§ **Supplied passage**:

--------------------------------------------------

Monte Carlo Statistical Mechanics
Metropolis Monte Carlo sampling in NPT (constant pressure-temperature), NVT (constant volume-temperature), and μVT (grand canonical) ensembles. Z-matrix internal coordinate moves for efficient conformational sampling of solute molecules. Preferential sampling of solute-solvent interactions. Standard periodic boundary conditions with minimum image convention and spherical or atom-based cutoffs.
OPLS Force Fields
Full implementation of OPLS-AA (all-atom) and OPLS-UA (united-atom) force fields. Covers organic molecules, proteins, nucleic acids, and lipids. Non-bonded interactions via Lennard-Jones 12-6 potential and Coulombic electrostatics. 1–4 interaction scaling at 0.5 for both LJ and electrostatics. Automatic atom typing for standard functional groups; custom parameter specification supported via input files.

--------------------------------------------------

§ **Provided information**:

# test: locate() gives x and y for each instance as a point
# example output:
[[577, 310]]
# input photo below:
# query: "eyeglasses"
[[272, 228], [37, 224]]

--------------------------------------------------

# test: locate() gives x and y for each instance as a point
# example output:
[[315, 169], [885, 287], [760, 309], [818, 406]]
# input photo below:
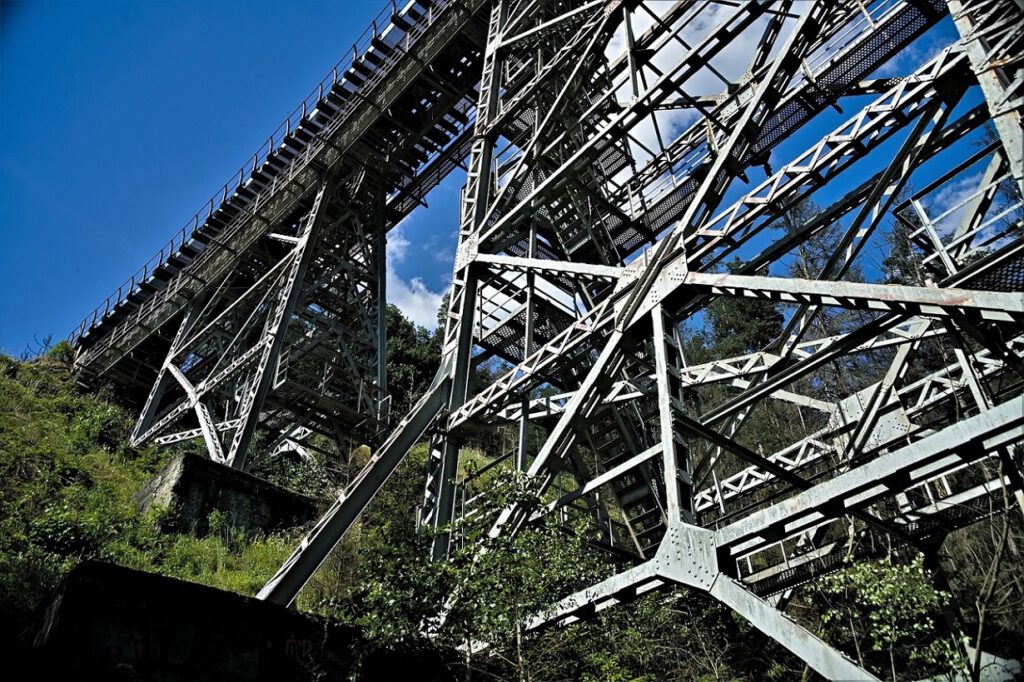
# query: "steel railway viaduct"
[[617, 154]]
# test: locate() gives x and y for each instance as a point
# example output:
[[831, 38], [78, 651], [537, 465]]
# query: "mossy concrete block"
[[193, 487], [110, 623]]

--------------------------------------------------

§ **Activity 1**:
In the Monte Carlo and force field overview, what scaling factor is applied to 1–4 interactions?
§ **Activity 2**:
Rewrite the paragraph of the Monte Carlo and force field overview that begins "Full implementation of OPLS-AA" as a bulleted list, keeping its main facts.

§ **Response box 1**:
0.5, for both Lennard-Jones and electrostatic interactions.

§ **Response box 2**:
- Fully implements the OPLS-AA (all-atom) and OPLS-UA (united-atom) force fields
- Covers organic molecules, proteins, nucleic acids, and lipids
- Models non-bonded interactions with a Lennard-Jones 12-6 potential and Coulombic electrostatics
- Scales 1–4 interactions by 0.5 for both LJ and electrostatics
- Assigns atom types automatically for standard functional groups
- Accepts custom parameters through input files